Now imagine you’ve somehow managed to navigate that quintet. Time to exhale. Your reward? Matt Carpenter.
Nope. That can’t be any fun at all.
Carpenter, of course, is one of the peskiest hitters of the past decade. Throw a pitch out of the zone, he’ll lay off. Execute your pitch to a corner, he’ll foul it off. Make a mistake? He’ll put it in the seats.
And that’s exactly what Carpenter did on Sunday afternoon in the Padres’ 7-5 victory over the D-backs at Chase Field. Those five perennial All-Stars set the table. Carpenter wasted no time cashing in the opportunities.
Carpenter finished 3-for-3 with two doubles, a home run and a sacrifice fly – good for five RBIs in his finest performance as a Padre. In truth, he has been taking excellent at-bats all year. But it wasn’t until this weekend that the results followed.
“I’ve felt like I was trending in the right direction,” Carpenter said. “Today, this series, I was able to see some of it pay off.”

● **ROWS**
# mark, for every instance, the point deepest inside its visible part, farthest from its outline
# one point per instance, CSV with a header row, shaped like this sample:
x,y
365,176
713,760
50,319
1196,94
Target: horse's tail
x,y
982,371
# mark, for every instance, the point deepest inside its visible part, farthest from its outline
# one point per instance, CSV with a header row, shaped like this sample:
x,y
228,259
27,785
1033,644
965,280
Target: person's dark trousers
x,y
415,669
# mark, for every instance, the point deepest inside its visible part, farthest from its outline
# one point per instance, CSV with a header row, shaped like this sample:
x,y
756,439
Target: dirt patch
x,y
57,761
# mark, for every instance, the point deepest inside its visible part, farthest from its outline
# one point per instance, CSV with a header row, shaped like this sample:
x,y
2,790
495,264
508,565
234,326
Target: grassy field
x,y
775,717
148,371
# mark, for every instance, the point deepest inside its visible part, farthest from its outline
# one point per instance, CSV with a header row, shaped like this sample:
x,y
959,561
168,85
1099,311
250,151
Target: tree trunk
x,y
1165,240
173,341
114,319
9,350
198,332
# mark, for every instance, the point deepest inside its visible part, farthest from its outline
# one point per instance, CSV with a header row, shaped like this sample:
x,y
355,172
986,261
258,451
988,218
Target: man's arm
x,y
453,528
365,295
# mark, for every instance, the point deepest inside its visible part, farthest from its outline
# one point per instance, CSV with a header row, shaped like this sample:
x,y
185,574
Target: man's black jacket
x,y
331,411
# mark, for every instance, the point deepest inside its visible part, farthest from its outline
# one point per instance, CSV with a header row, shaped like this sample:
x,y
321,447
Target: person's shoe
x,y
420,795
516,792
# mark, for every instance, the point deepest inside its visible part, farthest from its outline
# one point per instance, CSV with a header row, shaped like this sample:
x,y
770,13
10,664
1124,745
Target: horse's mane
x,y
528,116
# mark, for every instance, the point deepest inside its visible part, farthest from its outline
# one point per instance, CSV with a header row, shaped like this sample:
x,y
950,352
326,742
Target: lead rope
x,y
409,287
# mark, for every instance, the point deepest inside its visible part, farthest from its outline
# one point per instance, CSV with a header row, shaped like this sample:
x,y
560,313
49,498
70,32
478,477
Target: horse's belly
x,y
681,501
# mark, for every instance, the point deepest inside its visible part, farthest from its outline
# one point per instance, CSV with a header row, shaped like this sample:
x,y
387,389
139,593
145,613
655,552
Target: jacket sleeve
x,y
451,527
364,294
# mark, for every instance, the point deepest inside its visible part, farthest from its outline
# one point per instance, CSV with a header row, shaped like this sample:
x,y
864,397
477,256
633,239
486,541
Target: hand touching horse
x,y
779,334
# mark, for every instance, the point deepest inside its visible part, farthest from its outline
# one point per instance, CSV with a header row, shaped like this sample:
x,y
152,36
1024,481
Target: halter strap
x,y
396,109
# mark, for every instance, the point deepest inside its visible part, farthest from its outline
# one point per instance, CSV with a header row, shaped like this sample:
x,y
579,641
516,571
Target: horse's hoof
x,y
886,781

● **DIRECTIONS**
• a. Answer these from the passage about Matt Carpenter:
(i) What was the final score of Sunday's game, and where was it played?
(ii) What hits did Carpenter record in the game?
(iii) According to the passage, what does Carpenter do when a pitch is thrown out of the zone?
• b. Pick up the passage about Matt Carpenter's game against the D-backs and write the next few paragraphs.
The data has no connection to the passage about Matt Carpenter.

● **RESULTS IN ORDER**
• a.
(i) The Padres beat the D-backs 7-5 at Chase Field.
(ii) He had two doubles and a home run, going 3-for-3, along with a sacrifice fly.
(iii) He lays off it.

• b.
The Padres took three of four games from the upstart D-backs at Chase Field, as they welcomed back Tatis and starting pitcher Joe Musgrove this weekend. At the tail end of a stretch with games on 18 consecutive days, it was an impressive early season statement.
In those four games, Carpenter finished 5-for-7 with seven RBIs. He was also pinch-hit for twice against tough left-handers and once entered as a pinch-hitter against a righty.
“It’s really similar to what I was thrown into last year with the Yankees,” Carpenter said. “You’ve got to be ready for whatever role, whatever situation. I’ve adopted that mindset: Just try to be the best version of myself to help our club that day. Whether that’s pinch-hitting or coming off the bench or playing for a righty or staying in there for a lefty -- just being ready.”
A decade ago, Carpenter was racking up 700-plus plate appearances in St. Louis. At 37, he is no longer that player. But if Carpenter gets, say, half of that workload -- and if those plate appearances are quality -- he will have been a hugely worthwhile investment.
In short: Carpenter needed to find a team like the Padres. The Padres needed to find a player like Carpenter.
“Listen, I just wanted to be part of a good team that had a legitimate chance to win a World Series -- and to have a role on it,” Carpenter said. “I felt like this was a great fit. We’ve got a really good chance to have that goal come to fruition. I’m just trying to put my piece in, however that looks.”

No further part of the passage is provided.